# Étapes de l'exercice
**a)** D'après l'article sur les manuscrits arabes du Liban et d'Espagne, dans quel lieu les spécialistes se sont-ils réunis ?
**b)** Les affirmations suivantes concordent-elles avec l'article sur les manuscrits arabes du Liban et d'Espagne ? Répondez par oui ou par non et citez les mots du texte qui tranchent. (i) L'ambassade d'Espagne au Liban figure parmi les organisateurs de la table ronde. (ii) Les collections espagnoles comptent plusieurs centaines de manuscrits arabes. (iii) Au Liban, ce patrimoine est bien connu du public.
**c)** Poursuivez l'article sur les manuscrits arabes du Liban et d'Espagne après sa dernière phrase.

Rechercher
Rechercher

Culture - Conférence

« Les collections de manuscrits arabes du Liban et d’Espagne » : expériences croisées

« Les collections de manuscrits arabes du Liban et d'Espagne » ont été l'objet d'une rencontre de spécialistes à la Bibliothèque orientale.

De gauche à droite : le père Faez Freijatt, Maud Stephan et Philippe Roisse.          (Michel Sayegh)

Deux objectifs prévalaient à cette table ronde (organisée par l'institut Cervantès de Beyrouth, l'ambassade d'Espagne au Liban et l'association culturelle espagnole AIDA). Partager, d'une part, les expériences croisées du Liban et de l'Espagne, deux pays dont les guerres civiles ont eu des conséquences désastreuses sur leurs fonds de manuscrits anciens. D'autant plus que l'Espagne possède au sein de ses collections plusieurs milliers de manuscrits arabes. Et, d'autre part, mettre en lumière la richesse de ce patrimoine, notamment au Liban où il reste, à l'heure de la reconstruction de la Bibliothèque nationale, très largement méconnu.

# Données présentées
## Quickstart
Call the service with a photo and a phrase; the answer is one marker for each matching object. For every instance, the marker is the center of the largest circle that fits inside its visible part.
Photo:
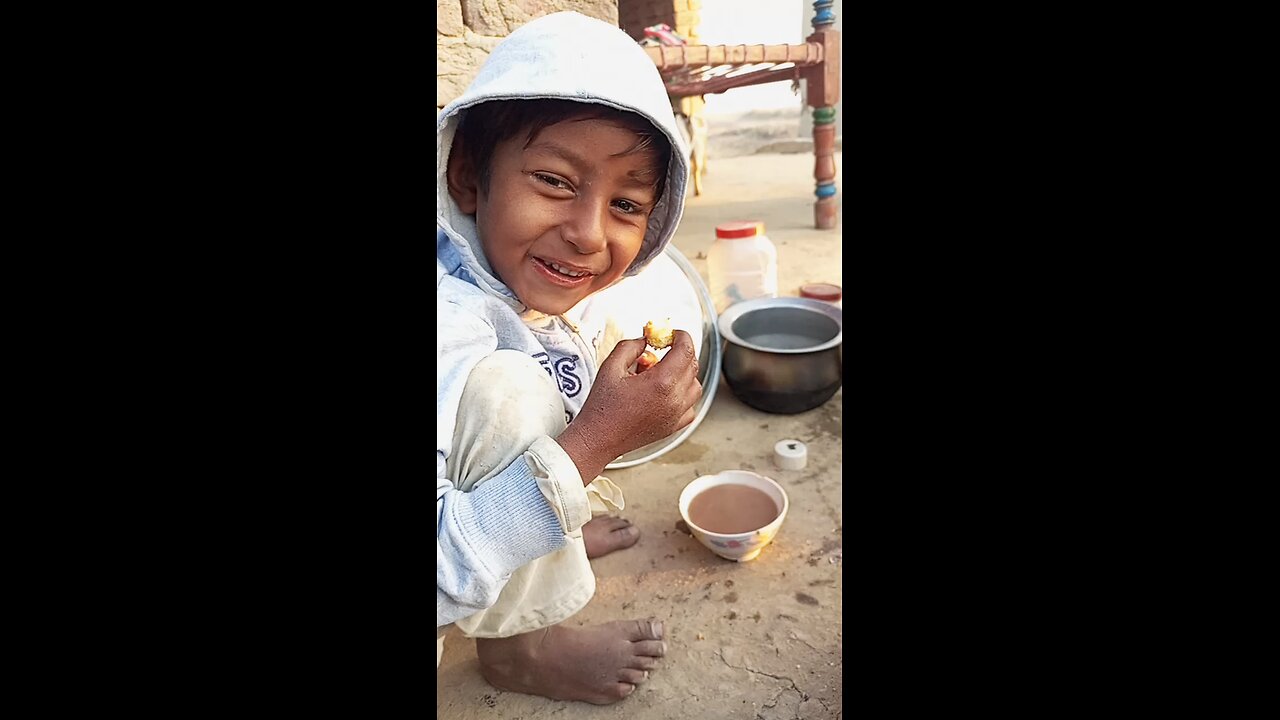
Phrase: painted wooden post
(823, 95)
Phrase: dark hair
(487, 124)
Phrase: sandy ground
(762, 639)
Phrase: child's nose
(584, 228)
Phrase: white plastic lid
(790, 455)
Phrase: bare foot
(602, 664)
(604, 534)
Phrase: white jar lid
(790, 455)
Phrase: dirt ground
(760, 639)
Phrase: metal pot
(782, 354)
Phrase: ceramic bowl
(736, 546)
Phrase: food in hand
(645, 361)
(659, 335)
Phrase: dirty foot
(602, 664)
(604, 534)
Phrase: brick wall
(469, 30)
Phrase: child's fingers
(624, 355)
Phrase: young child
(560, 172)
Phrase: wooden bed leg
(823, 94)
(824, 167)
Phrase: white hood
(566, 57)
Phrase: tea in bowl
(735, 513)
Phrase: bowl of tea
(735, 513)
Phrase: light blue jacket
(483, 536)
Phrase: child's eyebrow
(643, 178)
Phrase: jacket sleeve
(485, 534)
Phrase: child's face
(565, 217)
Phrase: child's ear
(462, 178)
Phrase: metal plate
(708, 359)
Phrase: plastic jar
(743, 264)
(826, 292)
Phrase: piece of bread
(645, 361)
(659, 335)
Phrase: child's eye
(552, 181)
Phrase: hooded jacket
(484, 536)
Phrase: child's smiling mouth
(562, 276)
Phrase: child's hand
(627, 410)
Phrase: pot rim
(739, 309)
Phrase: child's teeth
(565, 270)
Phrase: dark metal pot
(782, 354)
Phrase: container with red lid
(743, 264)
(826, 292)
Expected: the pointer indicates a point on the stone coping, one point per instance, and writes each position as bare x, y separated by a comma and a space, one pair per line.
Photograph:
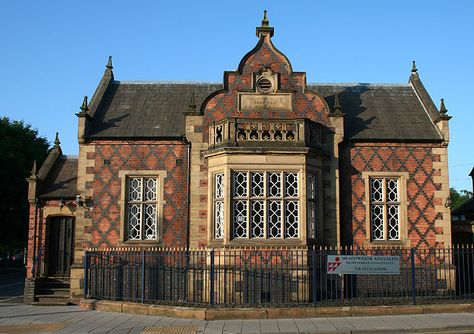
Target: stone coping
267, 312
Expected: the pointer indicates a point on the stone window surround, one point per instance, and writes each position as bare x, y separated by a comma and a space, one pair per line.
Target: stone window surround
402, 191
226, 164
124, 175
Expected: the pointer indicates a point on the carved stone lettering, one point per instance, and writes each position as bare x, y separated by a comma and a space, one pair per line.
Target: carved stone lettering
274, 102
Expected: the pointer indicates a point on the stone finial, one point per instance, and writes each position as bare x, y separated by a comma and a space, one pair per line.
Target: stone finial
265, 21
442, 108
33, 170
109, 64
265, 29
84, 106
56, 140
414, 70
192, 104
337, 105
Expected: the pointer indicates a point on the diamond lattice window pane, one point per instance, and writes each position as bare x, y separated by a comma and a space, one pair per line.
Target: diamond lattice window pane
258, 184
219, 223
274, 184
150, 189
291, 184
311, 186
134, 189
392, 190
150, 226
274, 219
134, 226
257, 221
311, 210
240, 219
291, 219
240, 184
393, 222
376, 190
376, 217
219, 186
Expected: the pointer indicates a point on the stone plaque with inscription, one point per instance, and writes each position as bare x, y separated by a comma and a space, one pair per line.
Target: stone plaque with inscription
273, 102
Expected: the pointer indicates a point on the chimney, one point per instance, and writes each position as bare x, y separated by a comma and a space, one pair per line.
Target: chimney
471, 174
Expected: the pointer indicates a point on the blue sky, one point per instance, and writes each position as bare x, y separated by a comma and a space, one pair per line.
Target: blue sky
54, 52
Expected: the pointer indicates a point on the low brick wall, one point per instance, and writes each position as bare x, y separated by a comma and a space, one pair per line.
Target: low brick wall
268, 313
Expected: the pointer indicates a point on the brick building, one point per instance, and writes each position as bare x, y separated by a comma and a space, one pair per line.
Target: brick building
262, 159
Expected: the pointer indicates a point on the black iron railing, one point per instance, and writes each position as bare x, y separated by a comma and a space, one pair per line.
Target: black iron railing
275, 276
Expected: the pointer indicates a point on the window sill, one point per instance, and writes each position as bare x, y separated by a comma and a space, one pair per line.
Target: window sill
156, 243
258, 243
382, 243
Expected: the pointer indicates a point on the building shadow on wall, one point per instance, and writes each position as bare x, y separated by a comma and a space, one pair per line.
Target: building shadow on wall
351, 99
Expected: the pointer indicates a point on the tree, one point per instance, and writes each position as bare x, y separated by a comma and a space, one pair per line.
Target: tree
20, 145
458, 198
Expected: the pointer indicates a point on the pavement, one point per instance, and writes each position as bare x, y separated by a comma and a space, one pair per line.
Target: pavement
16, 317
22, 318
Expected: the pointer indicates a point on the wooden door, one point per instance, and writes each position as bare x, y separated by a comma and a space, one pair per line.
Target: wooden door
60, 246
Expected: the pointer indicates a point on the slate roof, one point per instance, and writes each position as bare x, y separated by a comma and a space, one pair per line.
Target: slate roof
380, 112
146, 110
154, 110
61, 181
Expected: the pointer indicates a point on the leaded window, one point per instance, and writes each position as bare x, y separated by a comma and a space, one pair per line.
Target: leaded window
141, 208
219, 206
384, 209
265, 205
311, 209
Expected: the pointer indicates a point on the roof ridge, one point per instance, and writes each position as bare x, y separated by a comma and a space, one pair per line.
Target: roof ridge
164, 82
357, 84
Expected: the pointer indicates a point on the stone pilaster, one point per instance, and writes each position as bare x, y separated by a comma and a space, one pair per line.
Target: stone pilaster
83, 229
198, 182
443, 221
331, 184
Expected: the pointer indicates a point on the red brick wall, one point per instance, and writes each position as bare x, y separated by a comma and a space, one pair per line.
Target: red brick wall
41, 231
110, 158
225, 104
417, 160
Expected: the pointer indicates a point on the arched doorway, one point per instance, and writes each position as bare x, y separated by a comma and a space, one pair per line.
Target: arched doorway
60, 246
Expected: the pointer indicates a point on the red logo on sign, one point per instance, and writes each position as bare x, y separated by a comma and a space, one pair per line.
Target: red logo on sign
332, 265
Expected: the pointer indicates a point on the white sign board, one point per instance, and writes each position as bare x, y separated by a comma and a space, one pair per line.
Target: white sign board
363, 264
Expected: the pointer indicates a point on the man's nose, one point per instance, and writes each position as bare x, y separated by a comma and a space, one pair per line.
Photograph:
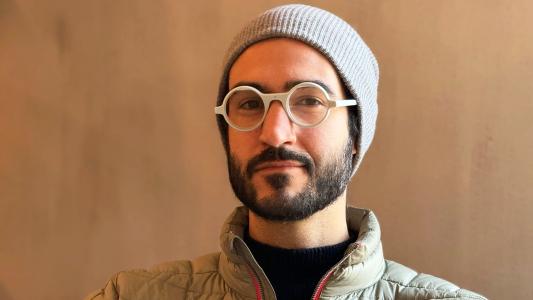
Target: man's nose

# Réponses successives
**a)** À la Bibliothèque orientale.

**b)**
(i) Oui : « organisée par l'institut Cervantès de Beyrouth, l'ambassade d'Espagne au Liban et l'association culturelle espagnole AIDA ».
(ii) Non : « l'Espagne possède au sein de ses collections plusieurs milliers de manuscrits arabes ».
(iii) Non : « où il reste, à l'heure de la reconstruction de la Bibliothèque nationale, très largement méconnu ».

**c)**
Comme l'a démontré d'ailleurs, dans son intervention intitulée «La Bibliothèque nationale du Liban, malgré tout»..., Maud Stephan, professeur en sciences de l'information à l'UL et membre du Comité pour le suivi du projet de renaissance de la Bibliothèque nationale du Liban. «L'histoire de la BNL témoigne, dit-elle, que, depuis ses origines, cette institution culturelle est victime de tiraillements entre quelques individus qui veulent croire en la possibilité de construire des institutions d'État, et d'autres individus, au sein de ce même État, qui n'œuvrent que pour leur intérêt personnel et qui opposent à tout projet culturel une résistance passive sous forme de négligence et d'indifférence. »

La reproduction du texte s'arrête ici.